• Explore the material:
1. According to the article on the Case Western Reserve ad, in what year was Austin Beggin paralyzed in a diving accident?
2. Continue the article about the Case Western Reserve ad from its final sentence.

• Source text:
Still frame of a video showing Professor A. Bolu Ajiboye working with Austin Beggin in a clinical setting

Spotlight on CWRU: New ad showcases life-changing research

Ad to air locally on WKYC during NBC Olympic coverage

As viewers across Northeast Ohio tune in to NBC to catch record-breaking events at the Paris Olympics, they also may catch a glimpse of life-changing research at Case Western Reserve.

In a 30-second ad airing on Cleveland’s WKYC throughout Olympics coverage, viewers will learn the story of Austin Beggin, a former high school athlete who was paralyzed during a diving accident in 2015. Nearly a decade later, Beggin has regained some movement, thanks to research led by A. Bolu Ajiboye, professor of biomedical engineering.

“We’re developing technology to restore movement and a sense of touch by reconnecting the hand and arm to the brain,” Ajiboye explains in the video, which was filmed at the MetroHealth Zubizarreta House.

Ajiboye’s work, which is done in collaboration with the Center for Functional Electrical Stimulation, Cleveland VA Medical Center and University Hospitals Cleveland Medical Center Neurological Institute, was highlighted in spring 2023 by CBS 60 Minutes. It focuses on the development and control of brain-computer-interfaces, neuroprosthetic technologies to restore function to the nervous system after someone has suffered a spinal cord injury or stroke.

• Raw data:

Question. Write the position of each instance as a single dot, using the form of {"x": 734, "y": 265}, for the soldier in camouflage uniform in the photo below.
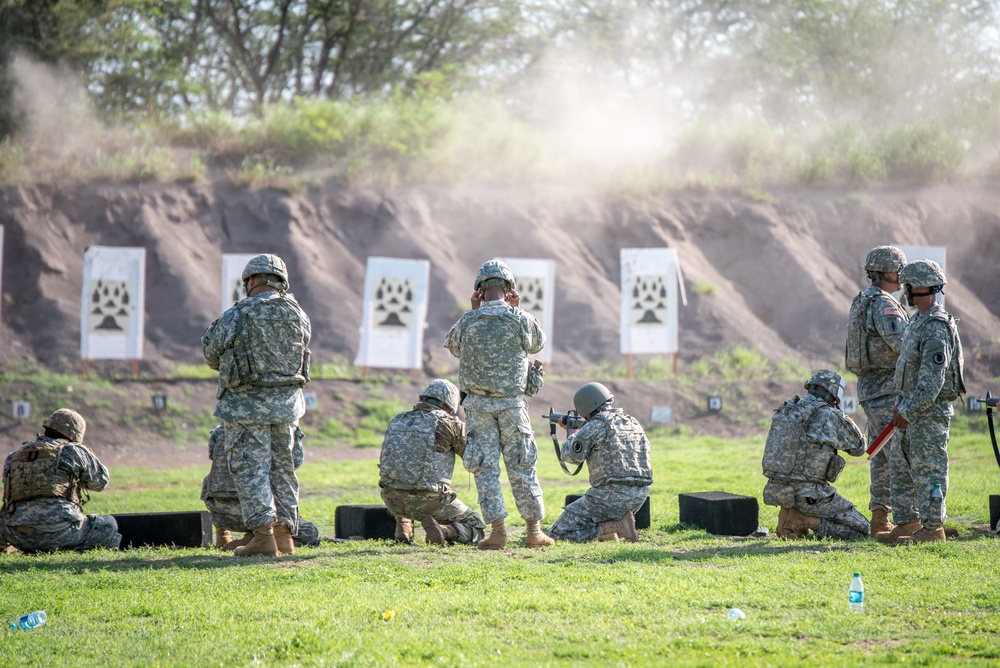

• Task responses:
1. 2015

2.
“If we keep pushing at this research,” Beggin said during an interview with CWRU, “I have total faith that we will find something that gives individuals like me a truly good quality of life with the most independence they can have.”

Though the movements Beggin can do are simple—opening and closing his hand, or shaking someone else’s—they’re incredibly powerful.

“Being able to shake my dad’s hand and make that human connection. … Something as small as [that] is such an incredible feeling,” he said. “Simple things feel so real again.”

Watch his story below, and tune in this weekend to see it on TV. The ad is scheduled to run:

  • Friday, July 26, around 5:25 and 11:45 p.m.
  • Saturday, July 27, just before 7:30, 9:30 and 11:30 p.m.
  • Sunday, July 28, around 11:05 p.m.

The ad will air daily throughout the duration of the Olympics, so tune in regularly to catch it live.